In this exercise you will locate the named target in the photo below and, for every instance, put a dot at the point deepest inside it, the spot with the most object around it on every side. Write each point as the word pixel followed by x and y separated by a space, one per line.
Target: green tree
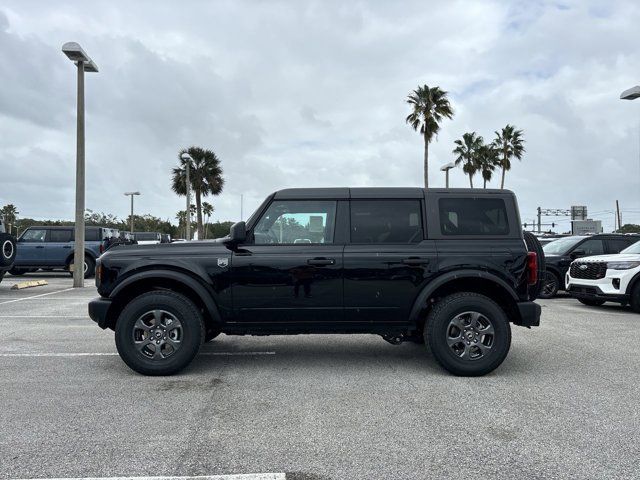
pixel 488 160
pixel 510 144
pixel 467 153
pixel 205 176
pixel 430 106
pixel 207 211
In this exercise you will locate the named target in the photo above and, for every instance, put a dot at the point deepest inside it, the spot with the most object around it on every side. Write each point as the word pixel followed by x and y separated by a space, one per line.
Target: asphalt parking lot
pixel 563 405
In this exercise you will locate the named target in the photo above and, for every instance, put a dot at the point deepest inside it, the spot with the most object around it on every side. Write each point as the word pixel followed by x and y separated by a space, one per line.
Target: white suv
pixel 607 278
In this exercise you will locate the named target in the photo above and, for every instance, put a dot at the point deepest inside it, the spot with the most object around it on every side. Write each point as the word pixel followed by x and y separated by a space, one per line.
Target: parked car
pixel 607 278
pixel 445 267
pixel 8 250
pixel 147 238
pixel 560 253
pixel 52 248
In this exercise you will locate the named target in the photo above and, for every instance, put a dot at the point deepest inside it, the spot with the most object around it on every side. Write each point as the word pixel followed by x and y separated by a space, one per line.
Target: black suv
pixel 448 268
pixel 560 253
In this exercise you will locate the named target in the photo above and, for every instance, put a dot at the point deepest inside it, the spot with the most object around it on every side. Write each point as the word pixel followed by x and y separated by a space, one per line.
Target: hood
pixel 617 257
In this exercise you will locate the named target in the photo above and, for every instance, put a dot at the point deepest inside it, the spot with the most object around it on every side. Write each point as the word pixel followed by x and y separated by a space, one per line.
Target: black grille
pixel 588 270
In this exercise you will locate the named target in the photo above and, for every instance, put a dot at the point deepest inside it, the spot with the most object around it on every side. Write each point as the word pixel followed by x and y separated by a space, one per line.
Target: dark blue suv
pixel 52 248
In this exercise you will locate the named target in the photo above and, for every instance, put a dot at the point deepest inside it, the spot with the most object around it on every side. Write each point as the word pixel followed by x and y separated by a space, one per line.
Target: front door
pixel 290 270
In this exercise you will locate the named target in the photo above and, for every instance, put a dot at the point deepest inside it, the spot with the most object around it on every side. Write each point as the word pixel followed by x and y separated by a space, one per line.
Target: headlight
pixel 622 265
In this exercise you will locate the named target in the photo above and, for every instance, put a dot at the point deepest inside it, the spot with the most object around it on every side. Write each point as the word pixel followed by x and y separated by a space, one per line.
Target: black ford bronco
pixel 448 268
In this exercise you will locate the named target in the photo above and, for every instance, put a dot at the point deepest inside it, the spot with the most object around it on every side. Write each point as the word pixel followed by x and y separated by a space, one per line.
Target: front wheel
pixel 591 302
pixel 159 333
pixel 550 285
pixel 468 334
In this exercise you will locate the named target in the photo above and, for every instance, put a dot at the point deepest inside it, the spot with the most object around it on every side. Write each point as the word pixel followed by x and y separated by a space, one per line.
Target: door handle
pixel 321 261
pixel 415 261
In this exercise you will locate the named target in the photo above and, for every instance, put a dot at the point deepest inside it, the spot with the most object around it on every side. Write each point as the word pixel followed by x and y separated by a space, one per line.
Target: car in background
pixel 147 238
pixel 607 278
pixel 560 253
pixel 53 248
pixel 7 250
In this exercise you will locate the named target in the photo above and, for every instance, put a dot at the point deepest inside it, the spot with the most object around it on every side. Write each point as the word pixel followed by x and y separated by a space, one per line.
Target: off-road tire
pixel 177 305
pixel 534 245
pixel 436 332
pixel 551 285
pixel 591 302
pixel 635 298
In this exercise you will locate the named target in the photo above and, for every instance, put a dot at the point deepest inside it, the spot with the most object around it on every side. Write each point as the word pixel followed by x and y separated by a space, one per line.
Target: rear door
pixel 58 246
pixel 290 271
pixel 388 259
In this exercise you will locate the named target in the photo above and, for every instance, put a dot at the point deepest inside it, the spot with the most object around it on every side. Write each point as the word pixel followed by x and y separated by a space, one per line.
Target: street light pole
pixel 76 54
pixel 445 169
pixel 187 159
pixel 132 194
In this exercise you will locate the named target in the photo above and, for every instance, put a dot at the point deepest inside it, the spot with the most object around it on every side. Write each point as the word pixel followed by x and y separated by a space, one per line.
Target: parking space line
pixel 113 354
pixel 35 296
pixel 246 476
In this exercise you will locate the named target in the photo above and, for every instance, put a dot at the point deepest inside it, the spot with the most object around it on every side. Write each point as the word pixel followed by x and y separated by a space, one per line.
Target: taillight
pixel 532 268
******
▶ **Task prompt**
Render all the entries above as a Markdown table with the columns Row and Line, numbering each non-blank line and omitting blank ones. Leave the pictures out of the table.

▶ **Finished task**
| Row | Line |
|---|---|
| 1 | In this exercise you will locate the named target in the photo below and, for every instance, put a dot at the point deepest inside it, the spot with the most object around it on every side. Write each point as the word pixel followed by x and y separated by a space, one per line. |
| 2 | Target: green tree |
| 3 | pixel 488 160 |
| 4 | pixel 510 144 |
| 5 | pixel 467 153 |
| 6 | pixel 205 176 |
| 7 | pixel 430 106 |
| 8 | pixel 207 211 |
| 9 | In this exercise you will locate the named target in the photo above and, for every instance, put a dot at the point deepest inside it, the spot with the most object around it on every side. Write each point as the word pixel followed by x and y separated by a space, one per line. |
| 10 | Target: asphalt parking lot |
| 11 | pixel 563 405 |
| 12 | In this exercise you will locate the named target in the photo above and, for every instance, put a dot at the point deepest inside it, the spot with the most object around it on every side. Write each point as the word pixel followed by x and y separated by a space, one per line. |
| 13 | Target: white suv |
| 14 | pixel 607 278 |
| 15 | In this exercise you will locate the named target in the photo above and, for every instance, put a dot at the point deepest inside it, the spot with the most object around it on every side. Write each point as the word pixel followed by x and y separated by a space, one per line. |
| 16 | Target: parked car |
| 17 | pixel 607 278 |
| 18 | pixel 445 267 |
| 19 | pixel 8 250 |
| 20 | pixel 147 238 |
| 21 | pixel 560 253 |
| 22 | pixel 52 248 |
| 23 | In this exercise you will locate the named target in the photo above and, for every instance, put a dot at the point deepest inside it, the spot with the most object around it on every side. Write each point as the word pixel followed by x and y separated by a space, one per line. |
| 24 | Target: black suv |
| 25 | pixel 448 268 |
| 26 | pixel 560 253 |
| 27 | In this exercise you will locate the named target in the photo above and, for every instance, put a dot at the point deepest inside it, the spot with the most object around it on every side. Write each point as the word pixel followed by x and y separated by a space, one per line. |
| 28 | Target: hood |
| 29 | pixel 617 257 |
| 30 | In this exercise you will locate the named target in the photo above and, for every instance, put a dot at the point deepest inside it, the spot with the most object around it on every side. Write each point as the word pixel followed by x and y separated by a space, one per line. |
| 31 | Target: black grille |
| 32 | pixel 588 270 |
| 33 | In this exercise you will locate the named target in the photo above and, for every instance, put a dot at the point deepest inside it, the spot with the most object around it on every side. Write each point as the word pixel followed by x and y separated by a space, one per line. |
| 34 | Target: dark blue suv |
| 35 | pixel 52 248 |
| 36 | In this exercise you will locate the named target in the photo above and, for every instance, put a dot at the point deepest inside it, the spot with the most object around it on every side. Write each point as the word pixel followed by x and y separated by a space, one per line. |
| 37 | Target: front door |
| 38 | pixel 290 270 |
| 39 | In this exercise you will locate the named target in the photo above and, for every instance, put a dot at the point deepest inside it, the spot with the most object around it on every side. Write each point as the word pixel followed by x and y separated by a space, one per line. |
| 40 | Target: headlight |
| 41 | pixel 622 265 |
| 42 | In this exercise you will locate the named target in the photo above and, for every instance, put a dot at the point deepest inside it, the spot with the most object around it on every side. Write each point as the word pixel followed by x and y separated by a space, one per line. |
| 43 | Target: black ford bronco |
| 44 | pixel 448 268 |
| 45 | In this exercise you will locate the named target in the photo above and, for every instance, put a dot at the point deepest inside it, the spot with the most object around it on every side. Write each point as the word pixel followed by x and y separated by a space, one per line. |
| 46 | Target: front wheel |
| 47 | pixel 591 302 |
| 48 | pixel 159 333 |
| 49 | pixel 550 285 |
| 50 | pixel 468 334 |
| 51 | In this exercise you will locate the named target in the photo above and, for every instance, put a dot at the point deepest inside it, the spot with the most object around it on every side. Write each point as the word pixel followed by x and y separated by a space, one per line. |
| 52 | Target: door handle |
| 53 | pixel 321 261 |
| 54 | pixel 415 261 |
| 55 | In this exercise you will locate the named target in the photo above and, for every instance, put a dot at the point deepest inside it, the spot with the most object around it on every side. Write each point as the word pixel followed by x and y separated by a space, one per line. |
| 56 | Target: car in background |
| 57 | pixel 147 238 |
| 58 | pixel 607 278 |
| 59 | pixel 560 253 |
| 60 | pixel 53 248 |
| 61 | pixel 7 250 |
| 62 | In this exercise you will locate the named target in the photo above and, for every instance, put a dot at the point deepest inside it, the spot with the most object around it on every side. Write each point as the word pixel followed by x and y separated by a space, one per line. |
| 63 | Target: off-road tire |
| 64 | pixel 177 305 |
| 65 | pixel 534 245 |
| 66 | pixel 436 332 |
| 67 | pixel 551 285 |
| 68 | pixel 591 302 |
| 69 | pixel 635 298 |
| 70 | In this exercise you will locate the named target in the photo above and, for every instance, put a dot at the point deepest inside it, the spot with the most object around it on every side. Write each point as the word pixel followed by x and y separated by a space, one per line. |
| 71 | Target: rear door |
| 72 | pixel 58 246 |
| 73 | pixel 290 271 |
| 74 | pixel 388 259 |
| 75 | In this exercise you will locate the named target in the photo above and, for every instance, put a dot at the point deepest inside it, the spot with the most object around it on every side. Write each point as the word pixel followed by x and y separated by a space, one per line. |
| 76 | Target: street light pole |
| 77 | pixel 76 54 |
| 78 | pixel 445 169 |
| 79 | pixel 187 159 |
| 80 | pixel 132 194 |
| 81 | In this exercise you will locate the named target in the photo above and, for every instance, put a dot at the point deepest inside it, the spot with the most object around it on every side. Write each point as the word pixel followed by x and y separated by a space, one per line. |
| 82 | Target: parking space line |
| 83 | pixel 113 354 |
| 84 | pixel 35 296 |
| 85 | pixel 246 476 |
| 86 | In this exercise you will locate the named target in the photo above and, for every instance, put a dot at the point deepest inside it, the spot with the most object around it on every side. Write each point as the word pixel followed by x and y separated by a space, one per line. |
| 87 | Target: taillight |
| 88 | pixel 532 268 |